WHAT IS EXPECTED: Copy out all of the data word for word. Omit every picture.
________________________________________
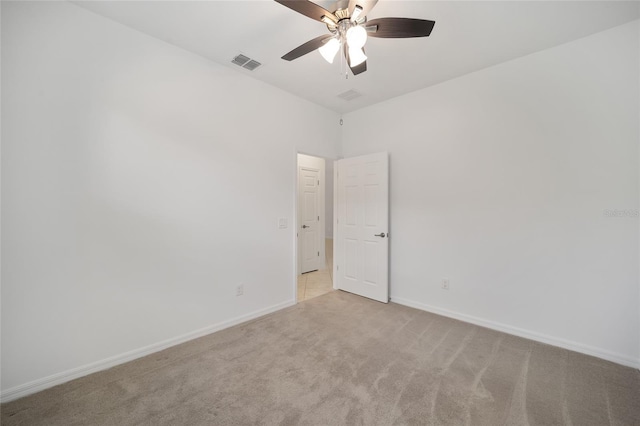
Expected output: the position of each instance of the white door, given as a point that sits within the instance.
(362, 223)
(309, 236)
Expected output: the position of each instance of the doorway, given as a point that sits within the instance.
(314, 231)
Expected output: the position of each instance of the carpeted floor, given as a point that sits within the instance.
(340, 359)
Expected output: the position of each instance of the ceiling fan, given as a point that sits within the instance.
(349, 28)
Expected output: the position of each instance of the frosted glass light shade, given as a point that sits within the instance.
(356, 56)
(356, 37)
(329, 50)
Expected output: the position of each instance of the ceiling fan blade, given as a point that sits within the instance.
(358, 69)
(309, 9)
(307, 47)
(366, 6)
(400, 27)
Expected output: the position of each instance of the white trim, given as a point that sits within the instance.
(65, 376)
(527, 334)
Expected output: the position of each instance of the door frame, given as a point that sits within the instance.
(296, 253)
(321, 210)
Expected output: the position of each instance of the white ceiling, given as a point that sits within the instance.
(468, 36)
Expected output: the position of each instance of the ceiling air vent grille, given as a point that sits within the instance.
(251, 65)
(246, 62)
(349, 95)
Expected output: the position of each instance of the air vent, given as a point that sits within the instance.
(349, 95)
(246, 62)
(251, 65)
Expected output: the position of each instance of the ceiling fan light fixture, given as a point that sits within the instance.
(356, 37)
(356, 56)
(330, 49)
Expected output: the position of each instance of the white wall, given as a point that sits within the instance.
(140, 185)
(499, 182)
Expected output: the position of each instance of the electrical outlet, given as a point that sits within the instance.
(445, 283)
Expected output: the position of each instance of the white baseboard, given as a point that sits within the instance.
(527, 334)
(65, 376)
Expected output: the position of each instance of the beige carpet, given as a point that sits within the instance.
(339, 359)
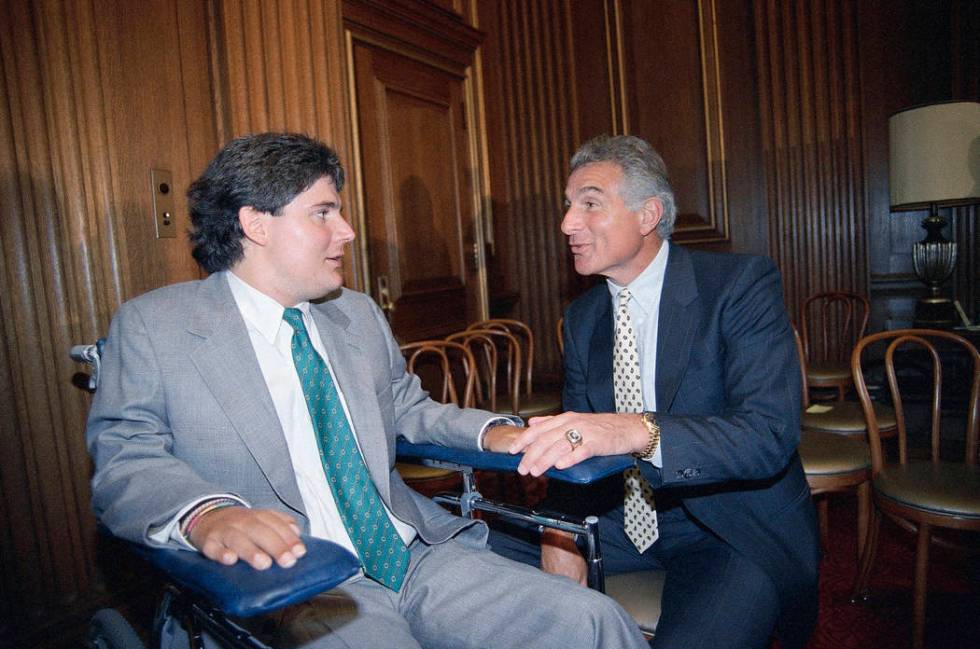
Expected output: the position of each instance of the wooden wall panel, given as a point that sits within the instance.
(927, 52)
(91, 102)
(559, 73)
(811, 123)
(530, 77)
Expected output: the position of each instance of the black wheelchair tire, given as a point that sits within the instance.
(108, 629)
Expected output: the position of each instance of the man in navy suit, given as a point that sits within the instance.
(685, 359)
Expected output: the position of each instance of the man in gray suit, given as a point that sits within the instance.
(225, 404)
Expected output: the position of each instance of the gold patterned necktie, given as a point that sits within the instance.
(639, 511)
(383, 553)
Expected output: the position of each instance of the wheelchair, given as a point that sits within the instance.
(206, 597)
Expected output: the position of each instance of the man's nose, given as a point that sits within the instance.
(346, 232)
(569, 222)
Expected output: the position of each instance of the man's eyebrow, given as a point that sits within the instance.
(589, 189)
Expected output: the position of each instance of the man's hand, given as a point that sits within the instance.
(544, 443)
(499, 437)
(560, 556)
(256, 536)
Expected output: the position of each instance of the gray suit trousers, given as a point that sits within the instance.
(454, 597)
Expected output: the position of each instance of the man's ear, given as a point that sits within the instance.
(651, 212)
(253, 224)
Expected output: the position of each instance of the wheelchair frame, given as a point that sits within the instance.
(202, 594)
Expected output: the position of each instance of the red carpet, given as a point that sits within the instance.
(885, 619)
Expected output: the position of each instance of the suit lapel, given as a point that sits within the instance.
(228, 366)
(600, 358)
(676, 325)
(344, 349)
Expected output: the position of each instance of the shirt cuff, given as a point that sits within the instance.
(497, 421)
(170, 531)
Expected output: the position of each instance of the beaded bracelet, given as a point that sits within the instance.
(194, 516)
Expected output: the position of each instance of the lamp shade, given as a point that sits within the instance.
(934, 155)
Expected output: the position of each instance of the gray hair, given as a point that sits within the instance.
(644, 173)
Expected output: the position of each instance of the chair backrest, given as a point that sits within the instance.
(919, 354)
(487, 347)
(525, 339)
(805, 396)
(831, 323)
(448, 365)
(560, 336)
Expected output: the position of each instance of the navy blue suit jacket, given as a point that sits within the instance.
(728, 404)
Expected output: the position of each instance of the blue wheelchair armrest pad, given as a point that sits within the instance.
(242, 591)
(595, 468)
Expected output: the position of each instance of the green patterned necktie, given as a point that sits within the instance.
(382, 551)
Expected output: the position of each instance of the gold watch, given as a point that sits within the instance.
(650, 421)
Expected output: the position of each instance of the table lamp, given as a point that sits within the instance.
(933, 162)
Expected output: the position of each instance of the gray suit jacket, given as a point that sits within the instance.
(182, 411)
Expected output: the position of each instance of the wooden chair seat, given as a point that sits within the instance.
(945, 488)
(827, 373)
(536, 404)
(832, 461)
(831, 455)
(639, 594)
(924, 496)
(847, 418)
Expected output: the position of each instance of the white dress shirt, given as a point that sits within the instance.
(271, 337)
(644, 308)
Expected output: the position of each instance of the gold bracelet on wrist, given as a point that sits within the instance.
(650, 421)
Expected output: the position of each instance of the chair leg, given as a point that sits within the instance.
(867, 557)
(864, 507)
(823, 520)
(920, 586)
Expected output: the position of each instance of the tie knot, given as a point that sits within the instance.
(295, 319)
(624, 296)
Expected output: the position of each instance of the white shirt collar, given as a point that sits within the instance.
(646, 287)
(258, 309)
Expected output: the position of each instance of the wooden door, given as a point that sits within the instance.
(420, 231)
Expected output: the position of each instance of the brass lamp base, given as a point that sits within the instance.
(934, 259)
(935, 313)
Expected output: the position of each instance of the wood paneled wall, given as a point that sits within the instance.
(91, 102)
(913, 52)
(530, 79)
(95, 94)
(809, 101)
(805, 90)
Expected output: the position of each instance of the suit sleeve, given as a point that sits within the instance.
(750, 430)
(130, 439)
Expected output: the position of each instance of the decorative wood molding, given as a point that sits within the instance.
(692, 227)
(811, 119)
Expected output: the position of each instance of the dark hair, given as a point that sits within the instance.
(644, 173)
(265, 171)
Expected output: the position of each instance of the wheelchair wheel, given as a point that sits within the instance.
(110, 630)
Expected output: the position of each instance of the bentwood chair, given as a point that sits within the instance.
(534, 401)
(498, 368)
(834, 463)
(830, 324)
(932, 495)
(448, 370)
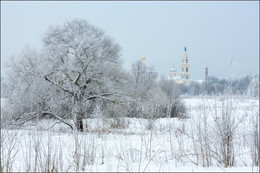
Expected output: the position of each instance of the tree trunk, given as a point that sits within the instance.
(79, 123)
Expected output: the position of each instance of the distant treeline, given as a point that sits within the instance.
(247, 86)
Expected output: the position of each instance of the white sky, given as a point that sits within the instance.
(212, 31)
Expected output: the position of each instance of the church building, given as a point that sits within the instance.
(185, 70)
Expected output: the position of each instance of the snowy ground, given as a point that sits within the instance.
(128, 144)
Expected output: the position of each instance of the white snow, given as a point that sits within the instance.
(137, 145)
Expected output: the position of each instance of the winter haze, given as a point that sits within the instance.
(90, 87)
(212, 31)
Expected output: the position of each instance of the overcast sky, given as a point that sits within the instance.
(212, 31)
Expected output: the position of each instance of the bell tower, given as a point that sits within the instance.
(185, 71)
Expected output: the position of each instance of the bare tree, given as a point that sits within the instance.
(84, 64)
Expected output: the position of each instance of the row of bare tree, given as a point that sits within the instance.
(78, 67)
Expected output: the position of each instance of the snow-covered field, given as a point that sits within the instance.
(130, 144)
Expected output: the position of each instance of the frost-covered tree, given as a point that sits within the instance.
(147, 98)
(84, 64)
(78, 66)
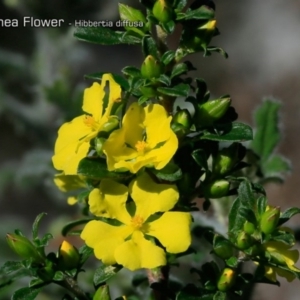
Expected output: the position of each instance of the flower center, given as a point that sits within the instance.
(90, 122)
(137, 222)
(140, 146)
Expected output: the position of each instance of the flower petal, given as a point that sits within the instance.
(172, 229)
(104, 239)
(151, 197)
(110, 201)
(139, 253)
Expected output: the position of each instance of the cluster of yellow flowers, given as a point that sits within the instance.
(144, 139)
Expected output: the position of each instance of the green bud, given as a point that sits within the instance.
(226, 280)
(249, 227)
(211, 111)
(184, 118)
(111, 124)
(217, 189)
(99, 142)
(226, 159)
(23, 247)
(162, 11)
(224, 249)
(244, 240)
(68, 256)
(269, 219)
(151, 68)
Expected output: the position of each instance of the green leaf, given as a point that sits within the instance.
________________________________________
YOUR SOLUTION:
Expected output: the position of each instance of the white door, given as a point that sits within the instance.
(362, 223)
(309, 236)
Expected output: the position of each instance of the doorway, given as a point that sits within the instance.
(314, 231)
Expected output: the position of each instance of the carpeted floor, given as a point that sits within the instance.
(340, 359)
Expected output: the position of each instance of the ceiling fan, given as a point that sits within the instance.
(349, 28)
Expected output: the position of each instance of the frosted glass light shade, given as a point that sits within the instance.
(356, 56)
(356, 37)
(329, 50)
Expected output: the position of each instance of the ceiling fan blade, given as a point that sits within the instance.
(358, 69)
(309, 9)
(307, 47)
(366, 6)
(400, 27)
Expected output: the position of each instance of the white trim, given as a point that sits within the instance.
(65, 376)
(527, 334)
Expected output: the position of each instance of the door frame, given as a point that sits within the instance.
(296, 253)
(321, 210)
Expected output: the position of each instance of the white ceiling, given as a point that sits within the instance.
(468, 36)
Expected output: the position of each instance of the ceiling air vent grille, given as a point that sits within the instance.
(251, 65)
(246, 62)
(349, 95)
Expected output: the position of each instance of the air vent, given as a point that sits within the instance.
(349, 95)
(246, 62)
(251, 65)
Expected output: the position of each instance of the ceiling fan light fixture, given as a point that sits within the instance.
(356, 37)
(356, 56)
(330, 49)
Expected output: the position of each instance of the white wall, given as a point that sits within the instance.
(140, 185)
(499, 182)
Expected output: the position of each instance of the electrical outlet, given as a point that sits within the instance.
(445, 283)
Expected output: the position of each instance of the white baseboard, given as a point that sits within the instance.
(527, 334)
(65, 376)
Expected output: the position of each instance of the beige carpet, given as a point that sits within the instance.
(339, 359)
Expected output: the position of each instance of the wooden wall panel, given as a point that sits within the instance.
(927, 52)
(91, 102)
(559, 73)
(811, 123)
(530, 77)
Expected output: the position of each instance of the black wheelchair tire, given as a point that sits within the instance.
(108, 629)
Expected output: the position of each instance of the man in navy suit, given as a point that sits within the instance.
(685, 359)
Expected output: the position of each instance of the man in gray suit, given as a point that sits within the instance.
(225, 404)
Expected output: the position of each instance of the gold patterned necktie, given as a point that sits within the instance.
(639, 511)
(383, 553)
Expected output: the position of each instance of the wheelchair, given as a point that sits within the instance.
(206, 597)
Expected output: the position of each instance of the man's nose, given as a point that sits within the instance.
(346, 232)
(569, 222)
Expected output: the position of each instance of the man's eyebrow, given as a point that sits within the instance.
(589, 189)
Expected output: the position of each instance of the man's hand, given as a point that sits within the instance.
(544, 443)
(499, 437)
(560, 556)
(256, 536)
Expected output: the position of each instance of the gray suit trousers, given as a point that sits within the instance.
(454, 597)
Expected output: the position of each instance of the man's ear, given as a point that sits within the instance.
(651, 212)
(253, 224)
Expected output: the position of each instance of the wheelchair frame, given as a point that sits within the instance.
(202, 594)
Expected output: the position of each instance of the red carpet, given as a point that sits within the instance.
(885, 619)
Expected output: the position of each instance of the suit lapel, given as a point that sits within the instance.
(228, 366)
(600, 358)
(676, 325)
(344, 349)
Expected output: the position of each instance of the shirt cuff, given as a point that sits within the instance.
(497, 421)
(170, 531)
Expected output: the position of each instance of the beaded bracelet, given as a point that sits within the instance.
(194, 516)
Expected output: the position of each instance of the lamp shade, given as a point that sits within the instance.
(934, 155)
Expected output: the position of each instance of the gray hair, given as a point that sits within the instance.
(644, 173)
Expected output: the position of each instance of the chair backrest, given as a point that sits within the instance.
(919, 354)
(487, 347)
(525, 339)
(805, 396)
(831, 323)
(448, 365)
(560, 336)
Expected output: the position of each instance of the navy blue suit jacket, given as a point that sits within the instance.
(728, 404)
Expected output: the position of each instance of the blue wheelchair armrest pad, given as a point that sits within the instance.
(242, 591)
(595, 468)
Expected output: the position of each instance of the green patterned necktie, given as a point that sits within the instance.
(382, 551)
Expected output: the position of each instance of the gold watch, given as a point that sits within the instance.
(650, 421)
Expected output: the position of each instance of the table lamp, given as a point that sits within the instance.
(933, 162)
Expected output: the position of each instance of the gray suit jacket, given as a point that sits within the instance.
(182, 411)
Expected output: the position of each instance of the wooden chair seat, given as a point that sits within the instance.
(945, 488)
(827, 373)
(536, 404)
(832, 461)
(831, 455)
(639, 594)
(924, 496)
(847, 418)
Expected output: the position of each instance of the white dress shirt, given as a point that sits within the instance.
(271, 337)
(644, 308)
Expected output: the position of each instance of the gold bracelet on wrist, given as a point that sits within the instance.
(650, 421)
Expected output: the position of each instance of the chair leg, given as a point that sits within the instance.
(867, 557)
(864, 507)
(823, 520)
(920, 586)
Expected output: the position of each instance of the tie knot, given as a point that sits within the instance.
(295, 319)
(624, 296)
Expected output: the position of each instance of the white shirt collar, given as a point that sits within the instance.
(646, 287)
(258, 309)
Expected output: the position of each instance of the wooden door, given as a point that sits within the instance.
(420, 231)
Expected output: the position of each instance of the brass lamp base, given as a point that sits within the instance.
(934, 259)
(935, 313)
Expected output: the position of each instance of the wood paneled wall, given as a point that sits within the instance.
(91, 102)
(913, 52)
(530, 79)
(95, 94)
(809, 101)
(805, 90)
Expected output: the position of each instance of the suit sleeve, given as a point that sits within the instance.
(750, 430)
(130, 439)
Expected output: the position of each instance of the decorative wood molding, given as a point that sits within the instance.
(692, 227)
(811, 119)
Expected output: the position of each instance of the dark hair, given as a point that sits within the instance.
(644, 173)
(265, 171)
Expected output: the position of each instance of the wheelchair wheel, given as a point that sits within the instance.
(110, 630)
Expected output: the position of each instance of the bentwood chair, given as a point that sits within the instance.
(534, 401)
(498, 368)
(834, 463)
(830, 324)
(932, 495)
(448, 370)
Expected output: the position of each instance of the tree trunk, given as a point that sits within the instance.
(79, 123)
Expected output: the position of each instance of the distant treeline, given as a point that sits within the instance.
(247, 86)
Expected output: the position of each instance of the white sky, given as a point that sits within the instance.
(212, 31)
Expected output: the position of each instance of the church building, given as a point that sits within the instance.
(185, 70)
Expected output: the position of each instance of the snowy ground, given as a point that sits within the instance.
(128, 144)
Expected output: the position of each instance of the white snow, given as a point that sits within the instance.
(137, 145)
Expected output: the position of each instance of the winter haze, given as a point that sits within the instance.
(90, 87)
(212, 31)
Expected output: the position of each instance of the overcast sky, given as a point that sits within the instance.
(212, 31)
Expected output: the position of each instance of the bell tower, given as a point that sits within the instance.
(185, 71)
Expected output: the position of each instance of the bare tree, given as a point that sits within the instance.
(84, 64)
Expected output: the position of each instance of the row of bare tree, given as a point that sits within the instance.
(78, 67)
Expected output: the position of each instance of the snow-covered field, given as a point that sits within the instance.
(130, 144)
Expected output: the position of each instance of the frost-covered tree, given as a point that sits within the instance.
(147, 98)
(84, 64)
(78, 66)
Expected output: the position of each instance of the flower center, given as a point that sits within the instance.
(90, 122)
(137, 222)
(140, 146)
Expected output: the position of each instance of the flower petal, given as a point that sits within the instance.
(172, 229)
(104, 239)
(151, 197)
(110, 201)
(139, 253)
Expected output: the position of each instance of the cluster of yellow flowers, given as a point that sits within the instance.
(144, 139)
Expected output: the position of each instance of the green bud, given as a point that sits within the instance.
(226, 280)
(249, 227)
(211, 111)
(184, 118)
(111, 124)
(217, 189)
(99, 142)
(226, 159)
(23, 247)
(162, 11)
(224, 249)
(244, 240)
(68, 256)
(269, 219)
(151, 68)
Expected output: the position of each instance of the green leaf, given as a point that sits within the instance.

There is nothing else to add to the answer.